Task description: Print the part of the forum thread on FP16 below word for word, starting with "2. radar1200gs" and going on through "out there format)?".

Excerpted passage:
-- START --
FP16 and market support

Discussion in 'Architecture and Products' started by radar1200gs, Dec 19, 2003.

  1. Ailuros

    Ailuros Epsilon plus three
    Legend Subscriber

    Joined:
    Feb 7, 2002
    Messages:
    9,511
    Likes Received:
    224
    Location:
    Chania
    Is that New Year in Turkey or New Year with a turkey?

    I most certainly do not tend to hang out with my dinner :lol:
     
  2. radar1200gs

    Regular

    Joined:
    Nov 30, 2002
    Messages:
    900
    Likes Received:
    0
    http://www.beyond3d.com/forum/viewtopic.php?t=9982
    Given the insistence by some members of this forum that FP16 is not a valid part of the DX9 spec, I'd like to hear opinions on why, if this was the case, Microsoft would bother doing anything with them and why they didn't instead apply the changes to FP24 (since if you listen to the fanboys FP24 is the logical, obviously superior to anything else out there format)?
     
  3. akira888

    Regular

    Joined:
    Jul 15, 2003
    Messages:
    652
    Likes Received:
    11
    Location:
    Houston
    Heh. Good one. :lol:
     
  4. andypski

    Regular

    Joined:
    May 20, 2002
    Messages:
    584
    Likes Received:
    28
    Location:
    Santa Clara
    Because what is being talked about here is the external floating point formats, which have always been FP16 and FP32 in DX9 - nothing new in that. Also, people aren't arguing that FP16 isn't part of the spec (or at least they shouldn't be) - when the _pp hint is set the spec defines FP16 as the minimum precision. What it isn't legal for a driver to do is to use FP16 under any circumstances when the _pp hint isn't set, whether it believes it will affect the output noticably or not.
-- END --
Dataset rows showing where objects appear:
-- START --
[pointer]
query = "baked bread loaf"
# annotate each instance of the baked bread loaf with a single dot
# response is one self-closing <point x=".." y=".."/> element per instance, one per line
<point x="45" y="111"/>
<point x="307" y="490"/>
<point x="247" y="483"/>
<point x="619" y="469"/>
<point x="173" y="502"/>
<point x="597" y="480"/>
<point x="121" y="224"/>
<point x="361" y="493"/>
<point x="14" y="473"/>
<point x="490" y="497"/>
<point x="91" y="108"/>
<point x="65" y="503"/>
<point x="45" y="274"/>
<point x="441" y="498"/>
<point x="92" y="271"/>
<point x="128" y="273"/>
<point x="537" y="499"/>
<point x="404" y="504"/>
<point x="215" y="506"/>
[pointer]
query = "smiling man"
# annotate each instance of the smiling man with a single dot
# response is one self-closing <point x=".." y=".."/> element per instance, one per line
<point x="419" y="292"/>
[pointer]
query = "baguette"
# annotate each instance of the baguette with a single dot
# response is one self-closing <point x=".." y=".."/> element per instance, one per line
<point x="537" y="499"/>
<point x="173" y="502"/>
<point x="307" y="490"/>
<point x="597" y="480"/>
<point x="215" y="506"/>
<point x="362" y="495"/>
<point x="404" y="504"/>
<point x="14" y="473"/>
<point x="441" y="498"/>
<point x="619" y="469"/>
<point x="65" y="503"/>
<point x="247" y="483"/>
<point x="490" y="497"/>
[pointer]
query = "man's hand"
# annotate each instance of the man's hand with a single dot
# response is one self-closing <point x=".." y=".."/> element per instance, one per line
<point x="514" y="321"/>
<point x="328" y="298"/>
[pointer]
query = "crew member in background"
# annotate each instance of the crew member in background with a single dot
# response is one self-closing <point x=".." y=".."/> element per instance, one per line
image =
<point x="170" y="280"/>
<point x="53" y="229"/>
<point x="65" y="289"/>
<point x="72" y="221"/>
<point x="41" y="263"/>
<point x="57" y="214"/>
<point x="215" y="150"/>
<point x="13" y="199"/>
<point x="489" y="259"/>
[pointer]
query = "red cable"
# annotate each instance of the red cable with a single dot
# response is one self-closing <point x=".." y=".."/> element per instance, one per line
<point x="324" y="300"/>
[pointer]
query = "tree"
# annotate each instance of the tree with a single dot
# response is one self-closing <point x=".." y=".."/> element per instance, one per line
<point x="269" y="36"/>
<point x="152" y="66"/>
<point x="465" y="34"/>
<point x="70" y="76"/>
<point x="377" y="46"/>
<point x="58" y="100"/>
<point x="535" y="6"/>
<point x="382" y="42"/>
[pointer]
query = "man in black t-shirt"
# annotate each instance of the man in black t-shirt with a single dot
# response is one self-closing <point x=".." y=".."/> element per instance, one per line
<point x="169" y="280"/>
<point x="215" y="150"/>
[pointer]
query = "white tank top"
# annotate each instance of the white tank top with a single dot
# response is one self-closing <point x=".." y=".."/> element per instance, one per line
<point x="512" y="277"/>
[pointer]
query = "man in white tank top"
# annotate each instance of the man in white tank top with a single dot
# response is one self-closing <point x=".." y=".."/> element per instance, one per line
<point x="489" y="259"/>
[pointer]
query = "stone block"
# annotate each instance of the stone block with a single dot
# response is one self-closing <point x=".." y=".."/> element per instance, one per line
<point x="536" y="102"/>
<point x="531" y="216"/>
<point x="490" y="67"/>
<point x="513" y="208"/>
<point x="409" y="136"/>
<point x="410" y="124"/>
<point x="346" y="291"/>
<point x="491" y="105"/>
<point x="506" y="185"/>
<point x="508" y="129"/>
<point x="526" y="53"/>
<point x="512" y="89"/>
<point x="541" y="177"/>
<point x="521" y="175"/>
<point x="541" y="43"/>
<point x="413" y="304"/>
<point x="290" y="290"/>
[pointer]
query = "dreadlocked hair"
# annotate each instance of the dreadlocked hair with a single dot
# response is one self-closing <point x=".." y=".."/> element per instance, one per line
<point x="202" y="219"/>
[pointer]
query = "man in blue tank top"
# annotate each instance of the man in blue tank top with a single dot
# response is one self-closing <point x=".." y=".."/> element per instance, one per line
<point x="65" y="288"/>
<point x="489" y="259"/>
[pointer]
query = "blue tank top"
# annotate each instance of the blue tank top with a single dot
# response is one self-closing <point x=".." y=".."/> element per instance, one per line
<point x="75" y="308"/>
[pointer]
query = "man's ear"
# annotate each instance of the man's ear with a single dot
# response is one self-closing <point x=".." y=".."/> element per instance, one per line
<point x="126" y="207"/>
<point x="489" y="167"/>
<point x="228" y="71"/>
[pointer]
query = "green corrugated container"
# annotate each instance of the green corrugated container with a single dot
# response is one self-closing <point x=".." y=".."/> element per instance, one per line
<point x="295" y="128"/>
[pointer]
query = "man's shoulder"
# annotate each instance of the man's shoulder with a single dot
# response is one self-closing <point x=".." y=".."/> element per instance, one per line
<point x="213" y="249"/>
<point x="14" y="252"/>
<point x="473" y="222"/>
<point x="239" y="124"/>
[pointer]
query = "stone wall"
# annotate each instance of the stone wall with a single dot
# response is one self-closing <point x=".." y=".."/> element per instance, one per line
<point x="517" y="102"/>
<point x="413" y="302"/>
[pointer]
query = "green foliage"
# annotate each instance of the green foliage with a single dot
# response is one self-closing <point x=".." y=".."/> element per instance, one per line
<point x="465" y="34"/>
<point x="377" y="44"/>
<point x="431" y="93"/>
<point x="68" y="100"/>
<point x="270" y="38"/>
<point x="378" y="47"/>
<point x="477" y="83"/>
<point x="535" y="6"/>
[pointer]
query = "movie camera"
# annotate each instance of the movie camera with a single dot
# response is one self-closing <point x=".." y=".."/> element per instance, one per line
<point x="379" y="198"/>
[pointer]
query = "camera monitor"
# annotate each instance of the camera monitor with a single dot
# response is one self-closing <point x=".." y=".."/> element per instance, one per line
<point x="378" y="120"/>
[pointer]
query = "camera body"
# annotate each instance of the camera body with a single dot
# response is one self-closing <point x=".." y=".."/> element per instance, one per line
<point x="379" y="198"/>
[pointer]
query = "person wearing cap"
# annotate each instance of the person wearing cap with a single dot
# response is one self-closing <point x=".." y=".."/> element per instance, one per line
-- END --
Task response:
2. radar1200gs

    Regular

    Joined:
    Nov 30, 2002
    Messages:
    900
    Likes Received:
    0
    http://www.beyond3d.com/forum/viewtopic.php?t=9982
    Given the insistence by some members of this forum that FP16 is not a valid part of the DX9 spec, I'd like to hear opinions on why, if this was the case, Microsoft would bother doing anything with them and why they didn't instead apply the changes to FP24 (since if you listen to the fanboys FP24 is the logical, obviously superior to anything else out there format)?